TEXT PROVIDED
_ _ _ _ _ _ _

Created attachment 944564 [details] logs Description of problem: I have HE environment with two hosts, after that I put environment to global maintenance, I kill vm, and disable global maintenance. I see that vm started on one of hosts and second host receive state state=EngineUnexpectedlyDown. Version-Release number of selected component (if applicable): ovirt-hosted-engine-ha-1.2.2-2.el6ev.noarch How reproducible: Always Steps to Reproduce: 1. Setup HE environment with two hosts 2. Put environment to global maintenance and kill vm 3. Disable global maintenance Actual results: --== Host 1 status ==-- Status up-to-date : True Hostname : 10.35.97.36 Host ID : 1 Engine status : {"health": "good", "vm": "up", "detail": "up"} Score : 2400 Local maintenance : False Host timestamp : 103047 Extra metadata (valid at timestamp): metadata_parse_version=1 metadata_feature_version=1 timestamp=103047 (Tue Oct 7 15:10:18 2014) host-id=1 score=2400 maintenance=False state=EngineUp --== Host 2 status ==-- Status up-to-date : True Hostname : 10.35.64.85 Host ID : 2 Engine status : {"reason": "vm not running on this host", "health": "bad", "vm": "down", "detail": "unknown"} Score : 0 Local maintenance : False Host timestamp : 102939 Extra metadata (valid at timestamp): metadata_parse_version=1 metadata_feature_version=1 timestamp=102939 (Tue Oct 7 15:12:25 2014) host-id=2 score=0 maintenance=False state=EngineUnexpectedlyDown timeout=Fri Jan 2 06:42:26 1970 Vm started, but second host receive state state=EngineUnexpectedlyDown Expected results: Vm started and both hosts have status state=EngineUp Additional info:
This is expected behavior. The agent should sync after some time. Also please note, that only the agent on host which is running the engine vm will have state=EngineUp, the other one will have state=EngineDown.

_ _ _ _ _ _ _

GIVEN INFORMATION
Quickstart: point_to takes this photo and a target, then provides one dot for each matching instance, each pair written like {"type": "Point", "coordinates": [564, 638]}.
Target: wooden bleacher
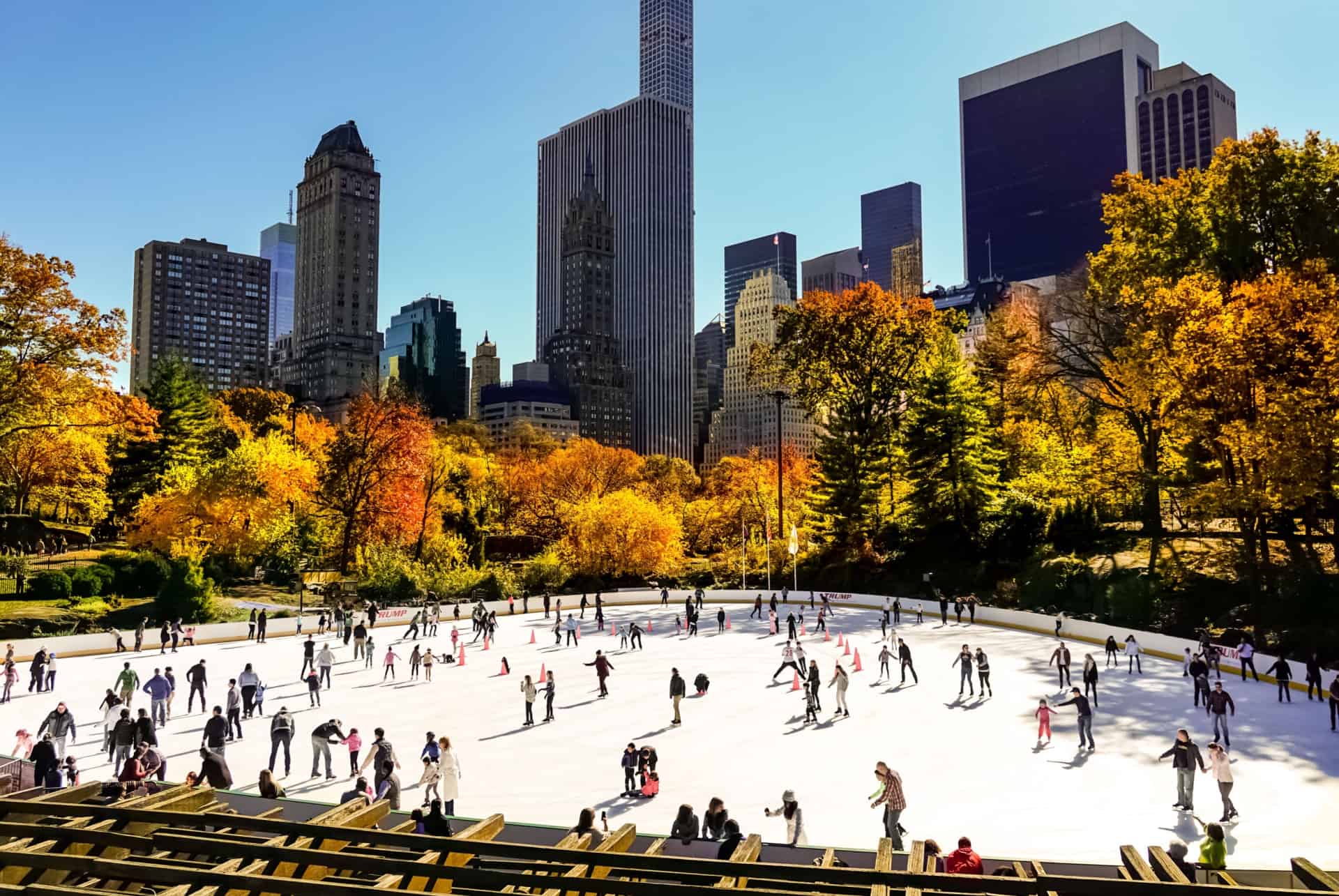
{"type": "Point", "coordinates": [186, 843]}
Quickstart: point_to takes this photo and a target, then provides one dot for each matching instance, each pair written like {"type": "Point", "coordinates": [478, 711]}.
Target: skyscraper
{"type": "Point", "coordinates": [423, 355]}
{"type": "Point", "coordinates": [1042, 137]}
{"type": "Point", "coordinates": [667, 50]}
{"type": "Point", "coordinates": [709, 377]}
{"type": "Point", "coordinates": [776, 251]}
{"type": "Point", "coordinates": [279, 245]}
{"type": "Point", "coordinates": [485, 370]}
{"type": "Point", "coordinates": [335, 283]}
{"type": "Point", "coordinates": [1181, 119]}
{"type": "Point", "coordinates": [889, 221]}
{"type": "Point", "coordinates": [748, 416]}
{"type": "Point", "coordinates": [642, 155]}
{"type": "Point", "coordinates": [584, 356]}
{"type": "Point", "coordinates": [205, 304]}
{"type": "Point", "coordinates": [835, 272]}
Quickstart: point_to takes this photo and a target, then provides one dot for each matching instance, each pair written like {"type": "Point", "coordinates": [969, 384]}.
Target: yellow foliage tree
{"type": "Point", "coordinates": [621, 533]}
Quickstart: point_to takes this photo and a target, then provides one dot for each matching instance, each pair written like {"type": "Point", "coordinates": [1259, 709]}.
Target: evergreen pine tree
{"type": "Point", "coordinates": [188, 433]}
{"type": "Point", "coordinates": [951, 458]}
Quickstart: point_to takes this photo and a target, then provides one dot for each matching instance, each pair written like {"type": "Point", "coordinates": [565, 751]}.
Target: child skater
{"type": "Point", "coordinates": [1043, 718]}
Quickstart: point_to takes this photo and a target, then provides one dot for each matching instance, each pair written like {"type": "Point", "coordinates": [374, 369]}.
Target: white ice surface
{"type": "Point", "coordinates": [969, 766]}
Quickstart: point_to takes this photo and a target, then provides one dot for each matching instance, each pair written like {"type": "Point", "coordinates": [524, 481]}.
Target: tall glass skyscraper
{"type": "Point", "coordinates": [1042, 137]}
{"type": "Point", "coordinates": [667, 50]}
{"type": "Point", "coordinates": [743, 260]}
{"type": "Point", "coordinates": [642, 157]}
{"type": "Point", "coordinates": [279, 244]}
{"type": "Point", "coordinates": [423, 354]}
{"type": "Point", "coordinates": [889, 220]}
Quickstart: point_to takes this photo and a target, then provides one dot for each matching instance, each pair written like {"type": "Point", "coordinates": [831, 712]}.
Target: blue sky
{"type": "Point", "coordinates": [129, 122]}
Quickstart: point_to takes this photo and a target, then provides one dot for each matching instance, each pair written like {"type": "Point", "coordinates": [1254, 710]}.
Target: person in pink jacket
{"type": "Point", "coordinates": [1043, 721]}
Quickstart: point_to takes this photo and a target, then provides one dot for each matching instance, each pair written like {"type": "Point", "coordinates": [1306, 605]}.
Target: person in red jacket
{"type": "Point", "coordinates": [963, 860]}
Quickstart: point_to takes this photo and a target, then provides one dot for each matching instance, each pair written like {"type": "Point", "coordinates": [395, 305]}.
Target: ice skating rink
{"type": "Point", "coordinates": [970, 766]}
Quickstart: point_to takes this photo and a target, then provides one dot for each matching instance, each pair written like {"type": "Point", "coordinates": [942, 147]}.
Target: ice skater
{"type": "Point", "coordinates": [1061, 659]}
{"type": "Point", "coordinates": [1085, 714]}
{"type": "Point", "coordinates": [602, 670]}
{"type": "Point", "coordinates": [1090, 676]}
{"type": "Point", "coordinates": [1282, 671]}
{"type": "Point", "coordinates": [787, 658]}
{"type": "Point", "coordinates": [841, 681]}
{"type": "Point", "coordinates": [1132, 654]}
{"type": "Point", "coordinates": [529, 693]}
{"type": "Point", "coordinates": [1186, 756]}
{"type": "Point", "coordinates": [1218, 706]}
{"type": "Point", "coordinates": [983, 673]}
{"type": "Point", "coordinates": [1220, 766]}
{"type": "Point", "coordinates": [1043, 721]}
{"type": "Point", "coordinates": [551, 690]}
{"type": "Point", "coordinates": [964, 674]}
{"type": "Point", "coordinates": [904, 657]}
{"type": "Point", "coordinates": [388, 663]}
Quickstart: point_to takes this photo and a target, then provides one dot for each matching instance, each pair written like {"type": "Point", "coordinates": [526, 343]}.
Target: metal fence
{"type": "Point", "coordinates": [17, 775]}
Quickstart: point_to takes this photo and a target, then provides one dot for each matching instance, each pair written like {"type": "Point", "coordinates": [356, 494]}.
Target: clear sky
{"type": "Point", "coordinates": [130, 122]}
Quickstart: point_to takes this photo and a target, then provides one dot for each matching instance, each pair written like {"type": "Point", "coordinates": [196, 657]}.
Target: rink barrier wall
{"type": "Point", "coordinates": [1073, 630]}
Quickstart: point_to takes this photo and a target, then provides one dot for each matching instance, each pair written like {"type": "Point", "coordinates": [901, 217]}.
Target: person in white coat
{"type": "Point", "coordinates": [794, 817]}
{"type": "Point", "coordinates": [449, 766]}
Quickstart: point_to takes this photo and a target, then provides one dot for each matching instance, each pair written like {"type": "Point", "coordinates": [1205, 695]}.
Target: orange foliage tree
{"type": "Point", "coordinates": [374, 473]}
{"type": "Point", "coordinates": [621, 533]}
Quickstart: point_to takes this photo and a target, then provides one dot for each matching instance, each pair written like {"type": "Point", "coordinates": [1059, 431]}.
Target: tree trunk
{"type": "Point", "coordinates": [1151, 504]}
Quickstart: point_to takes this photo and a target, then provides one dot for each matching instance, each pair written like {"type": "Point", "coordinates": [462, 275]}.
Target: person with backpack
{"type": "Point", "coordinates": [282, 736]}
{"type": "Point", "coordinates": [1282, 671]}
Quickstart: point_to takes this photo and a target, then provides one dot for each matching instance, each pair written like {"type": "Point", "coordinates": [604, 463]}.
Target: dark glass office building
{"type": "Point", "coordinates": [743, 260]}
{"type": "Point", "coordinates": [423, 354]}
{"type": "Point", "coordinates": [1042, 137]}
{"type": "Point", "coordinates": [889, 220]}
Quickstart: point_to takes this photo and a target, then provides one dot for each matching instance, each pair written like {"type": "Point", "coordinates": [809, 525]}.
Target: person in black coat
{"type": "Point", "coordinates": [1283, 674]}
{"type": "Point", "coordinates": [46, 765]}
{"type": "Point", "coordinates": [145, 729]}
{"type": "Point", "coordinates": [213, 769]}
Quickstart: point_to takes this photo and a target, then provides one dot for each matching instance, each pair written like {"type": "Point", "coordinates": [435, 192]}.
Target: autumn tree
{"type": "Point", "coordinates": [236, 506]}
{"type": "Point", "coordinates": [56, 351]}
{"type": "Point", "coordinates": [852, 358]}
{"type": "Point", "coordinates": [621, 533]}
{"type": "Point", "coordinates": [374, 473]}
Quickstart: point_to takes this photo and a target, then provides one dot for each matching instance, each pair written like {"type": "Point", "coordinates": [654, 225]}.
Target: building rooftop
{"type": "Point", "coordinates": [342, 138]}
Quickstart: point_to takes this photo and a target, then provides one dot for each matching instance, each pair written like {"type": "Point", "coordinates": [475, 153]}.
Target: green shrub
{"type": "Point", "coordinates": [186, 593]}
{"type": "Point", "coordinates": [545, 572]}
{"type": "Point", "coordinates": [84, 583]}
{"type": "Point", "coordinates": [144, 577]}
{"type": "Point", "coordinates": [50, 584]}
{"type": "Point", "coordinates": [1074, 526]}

_ _ _ _ _ _ _

AIM OF THE EXERCISE
Answer these questions from the bug report:
1. Which version of the component is listed?
2. What score does Host 2 report?
3. According to the reply, what state will the agent have on the host that is not running the engine VM?

RESULT BELOW
1. ovirt-hosted-engine-ha-1.2.2-2.el6ev.noarch
2. 0
3. state=EngineDown